▶ **WHAT TO DO**:
Which lines in the records below contain the string "touchscreen"? Extract each of them and copy it unchanged.
## START THE DATA
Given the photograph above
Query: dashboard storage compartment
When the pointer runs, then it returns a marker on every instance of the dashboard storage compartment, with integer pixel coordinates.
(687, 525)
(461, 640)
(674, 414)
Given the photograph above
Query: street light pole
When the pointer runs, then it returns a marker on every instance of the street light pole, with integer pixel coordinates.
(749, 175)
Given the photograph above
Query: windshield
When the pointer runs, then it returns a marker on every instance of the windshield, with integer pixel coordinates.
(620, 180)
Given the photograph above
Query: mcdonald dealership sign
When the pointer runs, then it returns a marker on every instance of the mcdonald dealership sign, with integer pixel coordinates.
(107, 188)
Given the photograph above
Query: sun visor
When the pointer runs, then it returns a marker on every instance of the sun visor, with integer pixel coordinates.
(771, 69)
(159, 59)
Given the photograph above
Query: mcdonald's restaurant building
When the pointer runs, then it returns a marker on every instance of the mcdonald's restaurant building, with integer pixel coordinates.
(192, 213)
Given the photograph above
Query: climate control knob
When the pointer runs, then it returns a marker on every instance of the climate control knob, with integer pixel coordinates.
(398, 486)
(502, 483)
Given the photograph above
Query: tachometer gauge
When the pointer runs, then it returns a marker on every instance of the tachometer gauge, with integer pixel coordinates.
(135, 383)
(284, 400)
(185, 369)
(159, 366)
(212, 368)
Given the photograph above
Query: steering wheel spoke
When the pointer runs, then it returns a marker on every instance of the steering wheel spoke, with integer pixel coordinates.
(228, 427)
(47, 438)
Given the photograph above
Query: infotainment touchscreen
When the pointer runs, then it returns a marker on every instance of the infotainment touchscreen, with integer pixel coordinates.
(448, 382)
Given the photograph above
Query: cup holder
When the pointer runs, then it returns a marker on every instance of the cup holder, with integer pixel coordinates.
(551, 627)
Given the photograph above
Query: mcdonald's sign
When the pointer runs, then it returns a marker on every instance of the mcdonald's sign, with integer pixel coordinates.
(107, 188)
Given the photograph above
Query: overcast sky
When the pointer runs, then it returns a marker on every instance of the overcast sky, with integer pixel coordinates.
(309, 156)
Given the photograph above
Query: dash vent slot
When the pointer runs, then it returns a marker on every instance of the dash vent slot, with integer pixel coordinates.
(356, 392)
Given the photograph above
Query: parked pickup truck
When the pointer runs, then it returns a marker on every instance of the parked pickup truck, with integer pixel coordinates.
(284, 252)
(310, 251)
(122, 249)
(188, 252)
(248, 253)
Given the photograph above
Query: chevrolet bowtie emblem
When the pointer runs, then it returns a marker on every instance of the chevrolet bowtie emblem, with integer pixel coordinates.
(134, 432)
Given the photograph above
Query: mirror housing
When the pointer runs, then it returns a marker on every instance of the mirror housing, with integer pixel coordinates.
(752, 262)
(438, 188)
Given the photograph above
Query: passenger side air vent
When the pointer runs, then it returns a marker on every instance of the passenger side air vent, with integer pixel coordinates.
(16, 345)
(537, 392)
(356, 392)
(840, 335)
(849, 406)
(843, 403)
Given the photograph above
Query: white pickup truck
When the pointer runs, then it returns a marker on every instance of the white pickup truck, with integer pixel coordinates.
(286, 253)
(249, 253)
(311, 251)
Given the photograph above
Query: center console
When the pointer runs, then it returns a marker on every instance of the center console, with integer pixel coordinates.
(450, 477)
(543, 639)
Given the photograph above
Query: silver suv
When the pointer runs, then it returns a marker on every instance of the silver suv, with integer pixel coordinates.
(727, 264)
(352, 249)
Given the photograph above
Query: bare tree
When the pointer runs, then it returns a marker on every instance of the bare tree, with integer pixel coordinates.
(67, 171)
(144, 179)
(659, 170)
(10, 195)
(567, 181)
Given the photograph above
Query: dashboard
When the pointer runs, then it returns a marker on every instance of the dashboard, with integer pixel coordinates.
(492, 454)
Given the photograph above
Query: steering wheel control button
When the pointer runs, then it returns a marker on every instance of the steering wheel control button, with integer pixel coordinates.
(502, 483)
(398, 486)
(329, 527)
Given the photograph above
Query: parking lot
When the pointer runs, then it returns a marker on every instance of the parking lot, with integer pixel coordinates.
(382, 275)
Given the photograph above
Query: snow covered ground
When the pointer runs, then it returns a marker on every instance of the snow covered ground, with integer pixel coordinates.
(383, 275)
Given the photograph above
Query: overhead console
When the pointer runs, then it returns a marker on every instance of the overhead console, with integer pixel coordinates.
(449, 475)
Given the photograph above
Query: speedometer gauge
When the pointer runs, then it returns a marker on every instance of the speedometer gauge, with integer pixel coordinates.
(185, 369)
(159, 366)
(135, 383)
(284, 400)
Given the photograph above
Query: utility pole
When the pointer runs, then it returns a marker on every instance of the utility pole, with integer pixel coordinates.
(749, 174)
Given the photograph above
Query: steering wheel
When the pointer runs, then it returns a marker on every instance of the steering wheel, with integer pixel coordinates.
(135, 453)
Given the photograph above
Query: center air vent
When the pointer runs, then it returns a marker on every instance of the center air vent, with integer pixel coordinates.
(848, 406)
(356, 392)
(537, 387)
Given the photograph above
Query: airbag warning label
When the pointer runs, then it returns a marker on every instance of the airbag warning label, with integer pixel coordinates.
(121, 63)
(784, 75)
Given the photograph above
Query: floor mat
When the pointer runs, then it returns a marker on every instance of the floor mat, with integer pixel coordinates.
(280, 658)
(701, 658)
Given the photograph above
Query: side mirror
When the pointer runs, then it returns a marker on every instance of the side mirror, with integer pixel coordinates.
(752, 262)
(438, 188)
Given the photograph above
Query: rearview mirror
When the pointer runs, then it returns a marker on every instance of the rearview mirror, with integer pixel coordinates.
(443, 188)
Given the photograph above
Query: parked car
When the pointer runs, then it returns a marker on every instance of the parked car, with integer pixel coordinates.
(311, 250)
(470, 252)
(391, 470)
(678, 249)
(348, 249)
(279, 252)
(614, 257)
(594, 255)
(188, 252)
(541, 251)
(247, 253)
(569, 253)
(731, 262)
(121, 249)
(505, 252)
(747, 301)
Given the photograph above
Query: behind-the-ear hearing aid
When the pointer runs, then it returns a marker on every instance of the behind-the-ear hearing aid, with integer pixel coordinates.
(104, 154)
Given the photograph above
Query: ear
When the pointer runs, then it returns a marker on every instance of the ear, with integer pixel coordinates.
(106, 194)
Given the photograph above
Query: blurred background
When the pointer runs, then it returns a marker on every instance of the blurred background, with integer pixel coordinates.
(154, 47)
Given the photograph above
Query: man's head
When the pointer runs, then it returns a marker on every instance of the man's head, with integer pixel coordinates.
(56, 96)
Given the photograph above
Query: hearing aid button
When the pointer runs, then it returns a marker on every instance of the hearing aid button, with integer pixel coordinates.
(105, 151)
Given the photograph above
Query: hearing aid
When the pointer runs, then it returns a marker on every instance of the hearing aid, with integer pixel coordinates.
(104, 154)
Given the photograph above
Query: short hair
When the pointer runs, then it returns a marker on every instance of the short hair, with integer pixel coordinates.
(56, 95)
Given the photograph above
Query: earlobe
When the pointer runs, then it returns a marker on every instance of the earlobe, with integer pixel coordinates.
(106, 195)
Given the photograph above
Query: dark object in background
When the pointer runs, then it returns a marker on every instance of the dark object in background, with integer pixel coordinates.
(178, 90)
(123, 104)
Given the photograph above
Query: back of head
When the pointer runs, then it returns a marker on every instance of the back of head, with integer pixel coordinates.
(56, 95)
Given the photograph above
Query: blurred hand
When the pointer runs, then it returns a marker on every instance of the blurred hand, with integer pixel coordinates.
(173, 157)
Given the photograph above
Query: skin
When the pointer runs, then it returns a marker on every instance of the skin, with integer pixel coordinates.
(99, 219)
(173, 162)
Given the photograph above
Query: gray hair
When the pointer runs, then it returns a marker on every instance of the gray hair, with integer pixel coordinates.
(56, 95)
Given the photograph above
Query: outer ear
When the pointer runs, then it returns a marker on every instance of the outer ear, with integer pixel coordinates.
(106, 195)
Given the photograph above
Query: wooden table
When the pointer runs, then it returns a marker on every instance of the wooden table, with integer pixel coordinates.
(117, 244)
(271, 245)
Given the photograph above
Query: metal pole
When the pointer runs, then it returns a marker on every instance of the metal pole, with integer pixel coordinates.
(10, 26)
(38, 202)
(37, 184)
## END THE DATA
▶ **OUTPUT FOR THIS EXERCISE**:
Query: infotainment touchscreen
When the pointer runs, then it returns a marker on every instance of the infotainment touchscreen, with integer pixel coordinates.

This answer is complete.